**Aim of the task**
Reply with each record repeated exactly.

● ● ● ● ● ● ●

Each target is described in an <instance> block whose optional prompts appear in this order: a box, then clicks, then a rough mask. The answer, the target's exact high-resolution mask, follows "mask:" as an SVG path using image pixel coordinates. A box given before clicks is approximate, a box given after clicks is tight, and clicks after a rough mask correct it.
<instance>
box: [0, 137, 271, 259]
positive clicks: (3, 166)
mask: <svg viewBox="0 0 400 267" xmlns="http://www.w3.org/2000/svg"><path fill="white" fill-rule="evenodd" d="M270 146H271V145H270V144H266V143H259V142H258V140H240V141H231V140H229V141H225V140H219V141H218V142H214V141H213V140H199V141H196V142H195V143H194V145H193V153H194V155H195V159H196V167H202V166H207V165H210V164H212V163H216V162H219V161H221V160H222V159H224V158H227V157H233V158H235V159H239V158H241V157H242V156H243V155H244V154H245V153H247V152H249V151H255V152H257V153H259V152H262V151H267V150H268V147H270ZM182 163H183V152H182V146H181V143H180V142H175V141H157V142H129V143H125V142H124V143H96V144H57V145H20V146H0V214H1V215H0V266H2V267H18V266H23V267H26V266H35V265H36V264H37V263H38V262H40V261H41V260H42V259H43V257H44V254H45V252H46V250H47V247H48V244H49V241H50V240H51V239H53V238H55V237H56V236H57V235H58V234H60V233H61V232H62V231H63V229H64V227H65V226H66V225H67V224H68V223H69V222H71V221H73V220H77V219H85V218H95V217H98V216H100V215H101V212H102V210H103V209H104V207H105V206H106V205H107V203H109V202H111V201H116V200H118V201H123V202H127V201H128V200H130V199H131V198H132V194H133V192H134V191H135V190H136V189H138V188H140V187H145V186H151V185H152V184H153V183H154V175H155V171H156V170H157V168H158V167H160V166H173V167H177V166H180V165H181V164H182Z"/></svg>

● ● ● ● ● ● ●

**Task answer**
Each target is described in an <instance> block whose optional prompts appear in this order: a box, then clicks, then a rough mask. The answer, the target's exact high-resolution mask, follows "mask:" as an SVG path using image pixel coordinates. A box given before clicks is approximate, a box given after clicks is tight, and clicks after a rough mask correct it.
<instance>
box: [0, 137, 271, 259]
positive clicks: (3, 166)
mask: <svg viewBox="0 0 400 267" xmlns="http://www.w3.org/2000/svg"><path fill="white" fill-rule="evenodd" d="M270 146H271V145H270V144H266V143H259V142H258V140H240V141H231V140H229V141H225V140H219V141H218V142H214V141H213V140H199V141H196V142H195V143H194V145H193V153H194V155H195V159H196V167H202V166H207V165H210V164H212V163H216V162H219V161H221V160H222V159H224V158H227V157H233V158H235V159H239V158H241V157H242V156H243V155H244V154H245V153H247V152H249V151H255V152H257V153H259V152H262V151H267V150H268V147H270ZM182 163H183V152H182V146H181V143H180V142H175V141H157V142H129V143H125V142H124V143H96V144H57V145H20V146H0V214H1V215H0V266H2V267H18V266H23V267H26V266H35V265H36V264H37V263H38V262H40V261H41V260H42V259H43V257H44V254H45V252H46V250H47V247H48V244H49V241H50V240H51V239H53V238H55V237H56V236H57V235H58V234H60V233H61V232H62V231H63V229H64V227H65V226H66V225H67V224H68V223H69V222H71V221H73V220H77V219H85V218H95V217H98V216H100V215H101V212H102V210H103V209H104V207H105V206H106V205H107V203H109V202H111V201H116V200H118V201H123V202H127V201H128V200H130V199H131V198H132V194H133V192H134V191H135V190H136V189H138V188H140V187H145V186H151V185H152V184H153V183H154V175H155V171H156V170H157V168H158V167H160V166H173V167H177V166H180V165H181V164H182Z"/></svg>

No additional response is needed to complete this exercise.